**DOCUMENT SEGMENT**
2025-03-04 #caldav #desing #oauth #pimsync

One of the most popular features present in vdirsyncer and still missing in pimsync is support for Google’s CalDAV service. While CalDAV itself is standard, Google’s implementation is unique in a couple fo ways (while still technically being standards-compliant).

There are two major differences that tools like pimsync and vdirsyncer need to keep in mind.

Calendar paths

The first is not a big deal, and relates to how Google defines the paths for each calendar. Most servers host all of a users’s calendars under a single path, such as:

/users/hugo@whynothugo.nl/personal/
/users/hugo@whynothugo.nl/work/
/users/hugo@whynothugo.nl/travel/

Both vdirsyncer and pimsync follow a convention based on this: the last component in a calendar’s path is treated as its name, and is also used as a name for a local directory which mirrors that calendar.

Google uses something that looks vaguely like so:

/user/some-user/calendars/aluMp7OOf2/events/
/user/some-user/calendars/GCmYjRTK1t/events/
/user/some-user/calendars/LZ81HRKLRv/events/

Note that each calendar is a collection named “events” and is itself contained in a collection with a unique name.

Vdirsyncer implements Google support as a special type of storage, and uses the second-to-last component as the unique name for a calendar.

For pimsync, I intend to do something similar; I’ll implement a behaviour to use the second-to-last component as a calendar name, but leave this behind an independent configuration directive. This setting will automatically default to True if you’re syncing with https://www.googleapis.com, but shall also be usable in other settings where a similar behaviour is required.

OAuth instead of Basic Auth

Google only offers OAuth for authentication to their CalDAV services. The flow in this authentication mechanism is quite different from Basic Auth (and Digest Auth), which is what most other providers and implementation use.1

When using Basic authentication, a user simply provides a username and password, and pimsync uses that to authenticate itself.

When using Google’s flavour of CalDAV, the steps are a lot more:

  1. Obtain a client_id and client_secret via Google’s Web interface. For web-based services, the operator of the service provisions these credentials and users don’t need to deal with this, but for software that runs on a local host, end users need to do this themselves. This only needs to be done once, but can be quite off-putting and confusing for new users.2
  2. Configure pimsync with this client_id and client_secret and initiate the authentication flow. This opens a web-browser, where the user logs in through Google’s website.
  3. After logging in, the user is redirected to a URL they configured in step 1. Vdirsyncer runs an HTTP service in a local port to handle this redirection, but it’s always a source of issues when users are configuring a remote host which doesn’t expose arbitrary ports. The only flow usable by desktop applications was deprecated by Google some years ago without a usable substitute.
  4. Finally, pimsync can handle the tokens returned by Google to perform authentication. There are two tokens: one is used to authenticate requests and expires quite often. The other token is used to renew the first. Both of these need to be periodically persistent, which is what makes the whole mechanism stateful.

Personal thoughts on the situation

Personally, I’d suggest to folks to just stay away from Google and use some other hosting provider that isn’t contiguously campaigning against user’s digital rights and digital autonomy. But the reality is that a lot of folks simply don’t have a choice. The most typical scenario is one’s employer using Google Workspaces to coordinate internally. People who are in such situation simply need to access calendars on Google’s servers and don’t have any choice on their service provider.

**STATED GOAL**
Continue the post about adding Google CalDAV support to pimsync, starting after its final sentence. The lines that follow come from a separate source.

**DATA SECTION**

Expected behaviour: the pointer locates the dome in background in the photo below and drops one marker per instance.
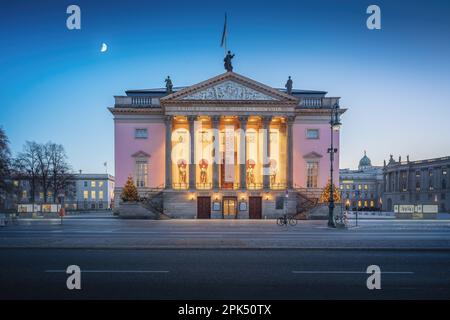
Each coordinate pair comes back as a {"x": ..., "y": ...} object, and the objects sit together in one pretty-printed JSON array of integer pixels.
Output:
[{"x": 364, "y": 162}]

**ANSWER FOR THE TASK**
And then, if tools like pimsync don’t support Google’s CalDAV services, individuals and organisations would have a much harder time migrating away onto another platform.

Proposed solutions

I have been pondering for a long time two potential solutions…

An OAuth proxy

The first approach is to implement an OAuth proxy. This proxy is configured once by an operator, and then usable by themselves or by their family and community. The proxy is configured once with a pair of client_id and client_secret, negating the need for everyone else to provision their own. When users create their account on the proxy, they also log in with their Google accounts, and the access tokens are stored by the proxy, encrypted with their password. Finally, users simply configure pimsync to talk to this server, which decrypts their tokens with their password and relays requests to Google’s services.

I like the approach in this solution: each of the two components involved do one thing (i.e.: good separation of concerns), it doesn’t further increase complexity in pimsync, and the proxy is also usable by any CalDAV or CardDAV application which supports Basic Auth. It doesn’t just enable pimsync to use Google’s CalDAV services, but any other CalDAV application, with the application requiring any custom support.

Alas, for the typical sole user configuring one or two of their own computers, this doesn’t make life a lot easier — it merely makes things harder by having to configure two separate services and glue then together.

I still think that the proxy is a useful tool to be implemented in future, but it won’t be the primary solution for pimsync. I have a much longer design specification this idea, so please reach out if you’d be interested in implementing it.

Native OAuth support

The second potential solution is to implement OAuth support in pimsync itself. Most feedback I’ve received has also hinted that this is the most user-friendly approach, and this is what I plan to implement in future.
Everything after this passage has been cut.